PROMPT:
Arrange the rows below as a two-column CSV headed "label" and "points", with one line for each row. Put its text and its answer each in a single quoted field with line breaks changed to spaces, and leave the pictures out.
** Start MATERIAL PROVIDED **
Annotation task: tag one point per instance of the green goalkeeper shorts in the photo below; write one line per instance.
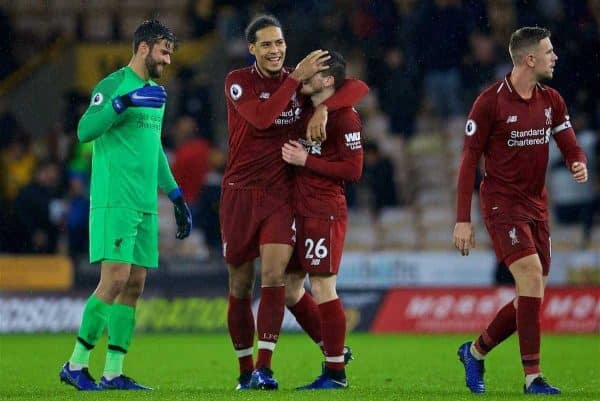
(124, 235)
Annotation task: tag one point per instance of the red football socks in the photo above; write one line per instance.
(502, 327)
(241, 330)
(270, 318)
(528, 326)
(333, 329)
(306, 312)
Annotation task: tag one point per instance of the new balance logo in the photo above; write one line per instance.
(513, 236)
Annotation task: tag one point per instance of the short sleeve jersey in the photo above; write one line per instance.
(125, 161)
(254, 158)
(319, 195)
(513, 134)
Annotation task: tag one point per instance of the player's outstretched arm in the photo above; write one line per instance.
(464, 237)
(183, 215)
(348, 170)
(579, 171)
(350, 93)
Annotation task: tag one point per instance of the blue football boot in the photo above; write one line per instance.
(474, 369)
(80, 379)
(348, 356)
(262, 379)
(540, 386)
(244, 382)
(122, 383)
(324, 382)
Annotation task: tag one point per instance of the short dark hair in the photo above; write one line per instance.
(151, 32)
(337, 68)
(258, 23)
(524, 38)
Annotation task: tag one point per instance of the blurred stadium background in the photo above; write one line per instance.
(425, 62)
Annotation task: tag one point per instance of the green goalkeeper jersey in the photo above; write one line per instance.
(128, 161)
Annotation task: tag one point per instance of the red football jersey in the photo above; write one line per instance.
(261, 112)
(319, 188)
(513, 135)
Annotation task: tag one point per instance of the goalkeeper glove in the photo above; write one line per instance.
(183, 216)
(147, 96)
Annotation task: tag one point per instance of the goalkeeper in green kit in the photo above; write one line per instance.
(124, 120)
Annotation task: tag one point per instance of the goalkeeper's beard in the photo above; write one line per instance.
(152, 67)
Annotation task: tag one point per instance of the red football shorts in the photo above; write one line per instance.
(516, 237)
(319, 245)
(250, 218)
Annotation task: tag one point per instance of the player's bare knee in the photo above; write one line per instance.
(272, 277)
(134, 290)
(293, 294)
(110, 289)
(323, 288)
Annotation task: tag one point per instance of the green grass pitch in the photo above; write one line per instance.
(386, 367)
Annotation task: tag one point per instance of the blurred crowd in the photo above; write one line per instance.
(425, 62)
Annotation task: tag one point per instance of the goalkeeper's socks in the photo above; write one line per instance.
(306, 312)
(120, 330)
(114, 364)
(93, 321)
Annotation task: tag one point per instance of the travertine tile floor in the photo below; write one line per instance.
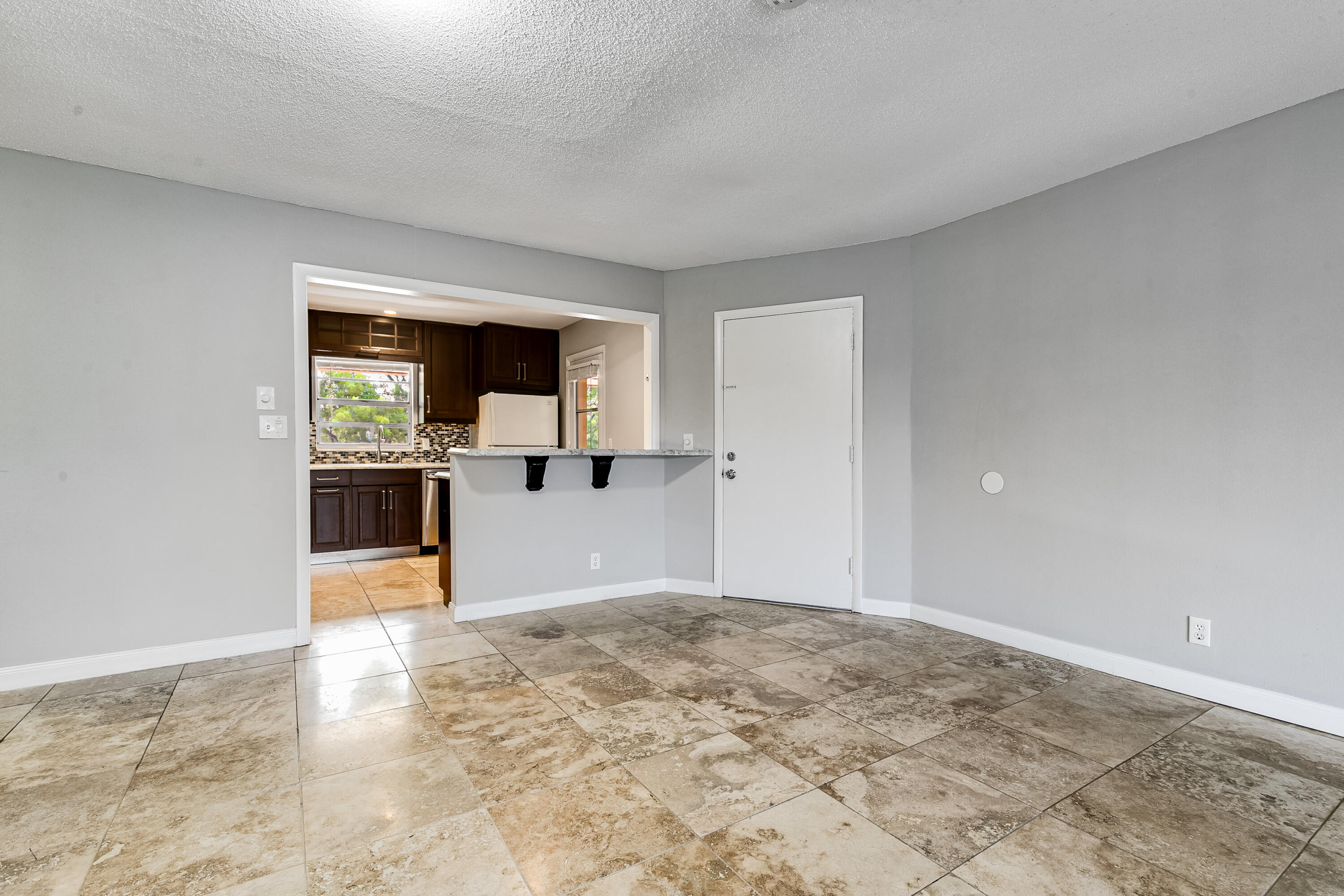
(655, 745)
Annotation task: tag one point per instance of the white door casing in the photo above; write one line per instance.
(789, 412)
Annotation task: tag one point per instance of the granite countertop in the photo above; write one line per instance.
(370, 465)
(541, 452)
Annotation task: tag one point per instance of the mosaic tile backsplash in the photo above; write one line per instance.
(441, 437)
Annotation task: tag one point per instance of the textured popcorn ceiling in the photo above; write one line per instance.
(658, 132)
** End MATERIAL PROVIDED **
FULL SOLUTION:
label,points
"Annotation task: tag one point per instance of the green goalkeeper shorts in the photo below; write one line per instance.","(124, 235)"
"Annotation task: tag one point per instance of the red football socks in the photo above; write one line per instance.","(502, 327) (241, 330) (270, 318) (528, 326) (333, 329) (306, 312)"
"Annotation task: tag one point per instance of the new balance logo in the photo above; write one line per instance.","(513, 236)"
"Annotation task: tag one point per instance of the short sleeve jersey in the photo above; write one line per instance.","(125, 161) (254, 158) (319, 195) (513, 134)"
"Annotation task: tag one point per instance of the player's outstretched arm in the photo above; write one line per instance.","(464, 237) (183, 215) (348, 170) (579, 171) (350, 93)"
"Annotation task: tag one point per instance of the blue football boot in the photo above; write one line per instance.","(474, 369) (80, 379) (348, 356) (262, 379) (540, 386) (244, 382) (122, 383) (324, 382)"
"Annotation task: tag one point per instance of the short dark hair in the photo above; write one line per instance.","(151, 32) (337, 68) (258, 23) (524, 38)"
"Annotation task: tag one point per instance of the blurred stadium background in the photo above; write one line per instance.","(425, 62)"
"Annotation task: tag one point per instance of the green goalkeeper jersey in the photo above; write one line per instance.","(128, 161)"
"Annotation task: tag one point per instance of the red football jersey in the photo above; write one line per instance.","(261, 112) (319, 188) (513, 135)"
"Annotation task: tag one point per instance of the goalkeeper glove in the photo above; write one line per instance.","(183, 216) (147, 96)"
"Annotation task: tag one point per instance of the goalkeeper in green kit in the photo above; write one line per instance.","(124, 120)"
"Annotation task: tag one point per instance of the goalkeeper's beard in the photo above; write one line per instance.","(152, 67)"
"Annotation task: tag one point per instance of the red football shorts in the photo above; write one line per instance.","(516, 237) (319, 245) (250, 218)"
"Annotation task: tag one point per instance of the player's bare knee in the photo above; write one line per instance.","(272, 277) (134, 290) (293, 294) (110, 289) (323, 288)"
"Annotation task: tag one point per instance of the green grass pitch in the photo above; write one line per instance.","(386, 367)"
"Annotation task: tag one point per instance of the blurred crowd in the photo above; write one line per instance.","(425, 62)"
"Annotation task: tag one point per instance of the goalkeeper's socks in the photo above; write one line per instance.","(306, 312) (120, 330) (114, 364) (93, 321)"
"Annotation task: tag one point per instance of the travertine tile floor in the photo below; write one line per instance.","(655, 745)"
"Annotation task: tag one point per instance of the white door casing in the photo above; write one line per instance.","(789, 412)"
"Annotation task: tag one point per instance of the granite countertop in the photo above; write one line per instance.","(370, 465) (541, 452)"
"Annotation task: tag one point per instance of the mosaic tile backsplash in the photo above; write one line per instance.","(441, 437)"
"Annotation task: tag one point per instance of the textured popcorn ceiling in the photo above; write one line per instance.","(658, 132)"